Objective —
Copy the data from the line containing "Objective — one marker per instance of the cloud" through the end, renaming every "marker" as "point" and changing nothing else. Leave the pictures out of your copy.

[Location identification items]
═══
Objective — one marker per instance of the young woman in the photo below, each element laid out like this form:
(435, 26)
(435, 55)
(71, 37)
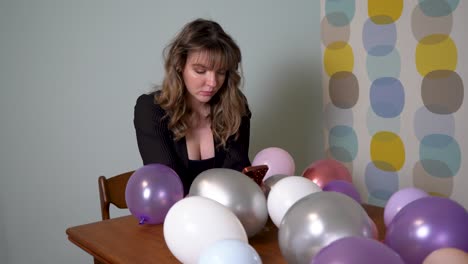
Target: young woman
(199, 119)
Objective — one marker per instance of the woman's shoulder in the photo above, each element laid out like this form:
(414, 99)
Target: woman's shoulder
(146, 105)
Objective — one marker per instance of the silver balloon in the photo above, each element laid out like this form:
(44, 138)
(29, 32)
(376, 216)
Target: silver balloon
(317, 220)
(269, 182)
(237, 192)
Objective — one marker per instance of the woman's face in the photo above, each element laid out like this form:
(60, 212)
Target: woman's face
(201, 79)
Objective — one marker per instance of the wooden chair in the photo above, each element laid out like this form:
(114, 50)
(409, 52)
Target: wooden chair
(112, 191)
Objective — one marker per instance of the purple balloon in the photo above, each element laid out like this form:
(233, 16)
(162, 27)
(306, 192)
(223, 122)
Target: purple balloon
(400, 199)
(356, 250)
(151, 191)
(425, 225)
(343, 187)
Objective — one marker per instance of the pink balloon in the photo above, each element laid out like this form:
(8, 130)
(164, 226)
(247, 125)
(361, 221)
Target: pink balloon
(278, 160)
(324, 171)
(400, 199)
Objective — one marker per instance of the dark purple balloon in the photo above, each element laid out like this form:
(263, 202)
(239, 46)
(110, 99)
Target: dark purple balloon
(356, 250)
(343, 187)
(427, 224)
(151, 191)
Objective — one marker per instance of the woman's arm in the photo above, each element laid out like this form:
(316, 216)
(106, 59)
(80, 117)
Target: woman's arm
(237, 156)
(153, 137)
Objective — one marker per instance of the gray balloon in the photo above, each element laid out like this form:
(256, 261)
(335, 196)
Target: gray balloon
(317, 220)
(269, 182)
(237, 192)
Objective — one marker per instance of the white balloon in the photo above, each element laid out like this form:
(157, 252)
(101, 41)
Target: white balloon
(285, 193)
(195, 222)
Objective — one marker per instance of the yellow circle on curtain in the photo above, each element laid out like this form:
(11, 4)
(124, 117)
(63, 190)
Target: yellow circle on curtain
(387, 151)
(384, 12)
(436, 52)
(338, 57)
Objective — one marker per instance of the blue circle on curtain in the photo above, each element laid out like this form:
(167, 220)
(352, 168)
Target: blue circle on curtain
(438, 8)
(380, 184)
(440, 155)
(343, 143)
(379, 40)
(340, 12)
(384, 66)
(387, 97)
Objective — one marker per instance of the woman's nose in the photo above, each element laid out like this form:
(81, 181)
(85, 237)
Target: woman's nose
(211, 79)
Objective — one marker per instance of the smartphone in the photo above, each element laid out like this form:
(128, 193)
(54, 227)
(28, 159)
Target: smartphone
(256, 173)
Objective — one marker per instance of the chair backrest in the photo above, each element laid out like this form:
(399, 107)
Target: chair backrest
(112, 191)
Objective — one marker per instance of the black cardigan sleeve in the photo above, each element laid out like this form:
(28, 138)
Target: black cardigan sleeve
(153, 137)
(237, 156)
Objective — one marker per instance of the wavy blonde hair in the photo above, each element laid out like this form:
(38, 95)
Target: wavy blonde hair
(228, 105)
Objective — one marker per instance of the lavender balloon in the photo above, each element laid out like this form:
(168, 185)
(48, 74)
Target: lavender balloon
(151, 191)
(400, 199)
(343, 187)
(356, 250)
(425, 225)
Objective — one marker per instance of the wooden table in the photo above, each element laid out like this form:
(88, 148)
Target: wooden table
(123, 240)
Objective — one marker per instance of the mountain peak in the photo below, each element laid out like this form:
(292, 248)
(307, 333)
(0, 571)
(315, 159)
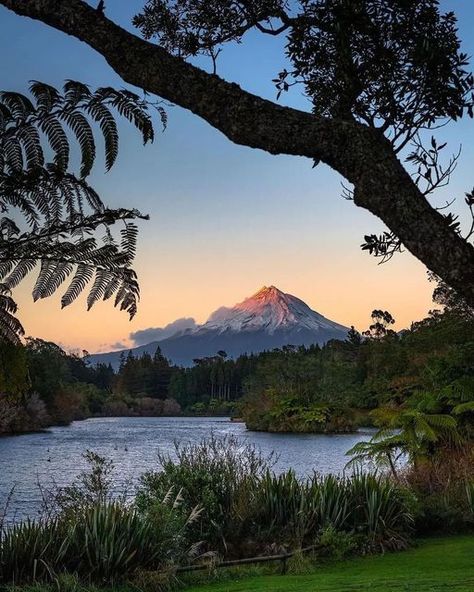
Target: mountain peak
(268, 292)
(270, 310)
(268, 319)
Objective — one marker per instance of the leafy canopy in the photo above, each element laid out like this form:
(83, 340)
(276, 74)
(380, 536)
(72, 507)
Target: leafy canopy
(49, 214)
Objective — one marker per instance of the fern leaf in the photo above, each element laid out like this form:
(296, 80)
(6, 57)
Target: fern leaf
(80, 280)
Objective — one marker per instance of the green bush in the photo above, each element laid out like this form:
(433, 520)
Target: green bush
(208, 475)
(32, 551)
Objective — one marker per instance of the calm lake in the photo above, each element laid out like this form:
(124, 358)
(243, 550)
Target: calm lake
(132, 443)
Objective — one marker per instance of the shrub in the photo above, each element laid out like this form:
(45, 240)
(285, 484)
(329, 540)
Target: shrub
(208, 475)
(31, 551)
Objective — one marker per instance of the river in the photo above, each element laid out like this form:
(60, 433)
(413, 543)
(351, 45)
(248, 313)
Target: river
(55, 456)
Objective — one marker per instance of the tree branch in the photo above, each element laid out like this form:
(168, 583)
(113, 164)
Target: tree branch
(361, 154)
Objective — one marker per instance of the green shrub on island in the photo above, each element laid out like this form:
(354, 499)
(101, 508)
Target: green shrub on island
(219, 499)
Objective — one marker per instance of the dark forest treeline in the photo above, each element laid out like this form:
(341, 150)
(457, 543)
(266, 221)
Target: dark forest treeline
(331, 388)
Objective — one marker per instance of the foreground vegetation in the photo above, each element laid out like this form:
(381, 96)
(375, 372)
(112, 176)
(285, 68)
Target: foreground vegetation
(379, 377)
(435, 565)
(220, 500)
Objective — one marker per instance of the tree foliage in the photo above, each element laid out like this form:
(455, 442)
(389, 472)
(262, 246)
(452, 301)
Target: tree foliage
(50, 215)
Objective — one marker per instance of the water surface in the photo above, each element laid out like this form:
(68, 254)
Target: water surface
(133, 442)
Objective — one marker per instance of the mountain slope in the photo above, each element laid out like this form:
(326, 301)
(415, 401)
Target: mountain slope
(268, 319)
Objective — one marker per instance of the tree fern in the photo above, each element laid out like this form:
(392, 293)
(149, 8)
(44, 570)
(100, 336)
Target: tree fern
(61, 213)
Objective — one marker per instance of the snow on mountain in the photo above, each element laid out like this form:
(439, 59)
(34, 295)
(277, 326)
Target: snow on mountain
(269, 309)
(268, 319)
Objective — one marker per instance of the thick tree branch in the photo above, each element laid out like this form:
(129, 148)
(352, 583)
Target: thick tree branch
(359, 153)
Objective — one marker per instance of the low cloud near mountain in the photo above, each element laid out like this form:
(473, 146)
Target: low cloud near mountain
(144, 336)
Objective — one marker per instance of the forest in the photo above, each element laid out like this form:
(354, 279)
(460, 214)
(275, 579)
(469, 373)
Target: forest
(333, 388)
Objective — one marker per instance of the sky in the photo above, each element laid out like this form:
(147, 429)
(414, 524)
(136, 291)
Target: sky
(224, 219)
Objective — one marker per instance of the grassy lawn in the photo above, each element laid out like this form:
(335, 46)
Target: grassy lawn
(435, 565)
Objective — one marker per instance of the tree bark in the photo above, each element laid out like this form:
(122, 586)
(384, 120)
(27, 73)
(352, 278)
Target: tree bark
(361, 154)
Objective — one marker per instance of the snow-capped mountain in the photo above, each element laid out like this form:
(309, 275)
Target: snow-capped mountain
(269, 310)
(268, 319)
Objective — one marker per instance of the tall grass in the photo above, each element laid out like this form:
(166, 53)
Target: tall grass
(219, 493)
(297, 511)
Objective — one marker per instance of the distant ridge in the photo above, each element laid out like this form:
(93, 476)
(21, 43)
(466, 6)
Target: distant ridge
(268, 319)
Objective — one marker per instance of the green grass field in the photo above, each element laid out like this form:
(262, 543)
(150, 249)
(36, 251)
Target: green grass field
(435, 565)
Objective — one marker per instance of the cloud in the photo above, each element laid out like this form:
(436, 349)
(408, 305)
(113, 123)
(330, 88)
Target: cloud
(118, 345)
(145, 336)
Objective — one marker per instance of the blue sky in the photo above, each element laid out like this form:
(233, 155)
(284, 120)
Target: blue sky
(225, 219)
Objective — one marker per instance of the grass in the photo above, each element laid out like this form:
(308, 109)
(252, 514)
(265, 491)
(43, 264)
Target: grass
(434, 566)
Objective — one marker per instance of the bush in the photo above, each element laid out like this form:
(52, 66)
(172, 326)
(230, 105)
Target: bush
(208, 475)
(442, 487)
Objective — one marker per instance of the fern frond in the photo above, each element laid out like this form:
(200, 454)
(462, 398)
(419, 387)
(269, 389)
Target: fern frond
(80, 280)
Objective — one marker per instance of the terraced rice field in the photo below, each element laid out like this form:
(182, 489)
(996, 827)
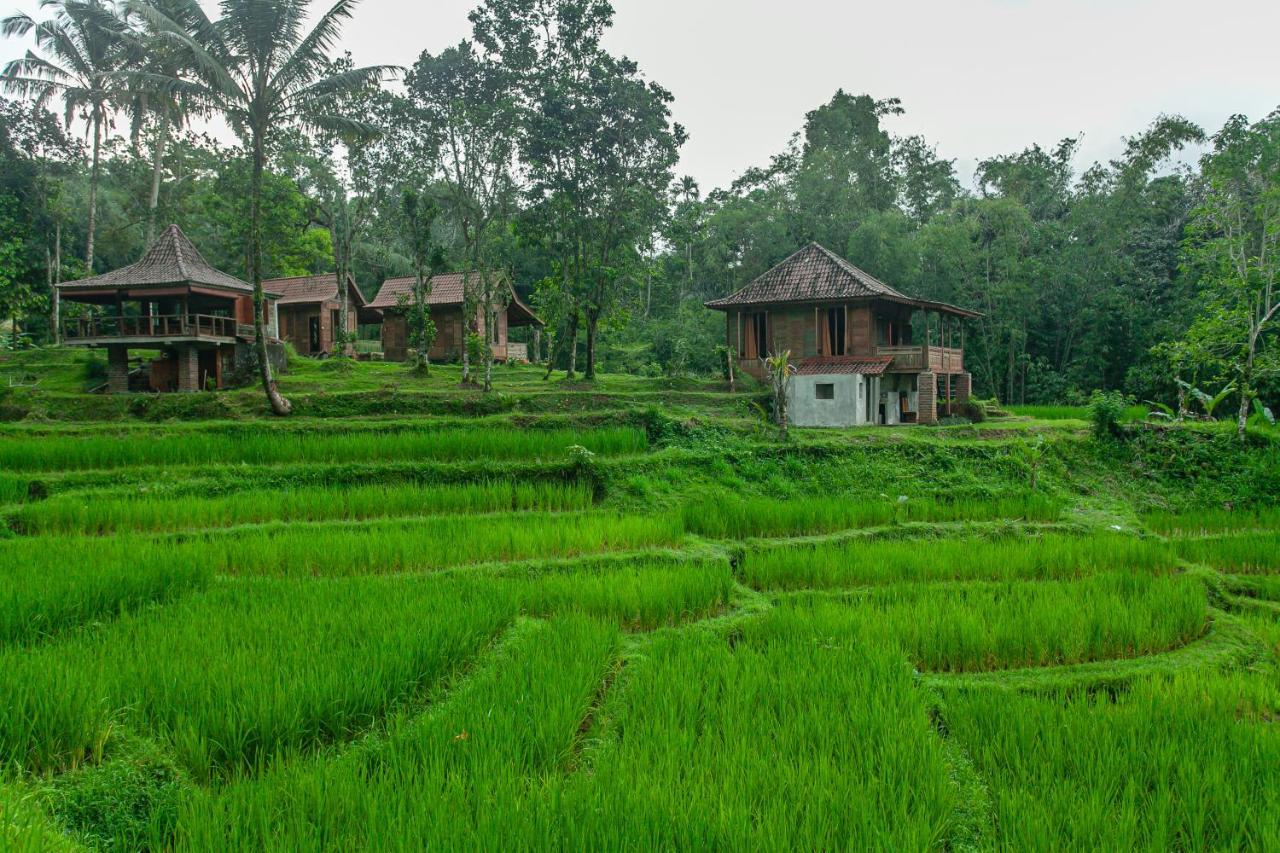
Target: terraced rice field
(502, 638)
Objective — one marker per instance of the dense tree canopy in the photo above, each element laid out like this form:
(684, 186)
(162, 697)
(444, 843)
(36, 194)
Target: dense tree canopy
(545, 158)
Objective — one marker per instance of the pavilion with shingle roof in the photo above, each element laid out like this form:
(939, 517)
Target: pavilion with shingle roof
═══
Answer to the task —
Objective — one point per instance of the cloud in the photo above, each element laid out like this form:
(436, 349)
(408, 305)
(113, 123)
(330, 88)
Target: cloud
(118, 345)
(145, 336)
Objective — one point per instance of the blue sky in the photo above, each element laid out like this form:
(233, 155)
(284, 120)
Target: blue sky
(225, 219)
Objective — one point per instance of the grass in the photo above, each element laid out like this form:
(308, 109)
(252, 514)
(265, 491)
(43, 264)
Target: grass
(434, 566)
Objective — one point per instance of the bush in the photo above, each element laid out like this form:
(52, 66)
(172, 326)
(230, 105)
Target: bush
(208, 475)
(442, 487)
Objective — one point per instance of the fern frond in the photo above, each element laid out like this form:
(200, 454)
(462, 398)
(419, 387)
(269, 389)
Target: fern frond
(80, 280)
Objective — one point per instance of the terraced rice field in the photo below, each element laid out like this form:
(182, 489)
(996, 827)
Target: terraced rice field
(502, 638)
Objective — one point per instance of the dense tree canopy in the photo above, each element laid out like this form:
(684, 186)
(162, 697)
(444, 843)
(36, 194)
Target: dense tree canopy
(545, 158)
Objective — one point per instance of the pavilion with shingle roof in the photo above, each element laid out like this form:
(939, 517)
Target: pavilion with shingle roof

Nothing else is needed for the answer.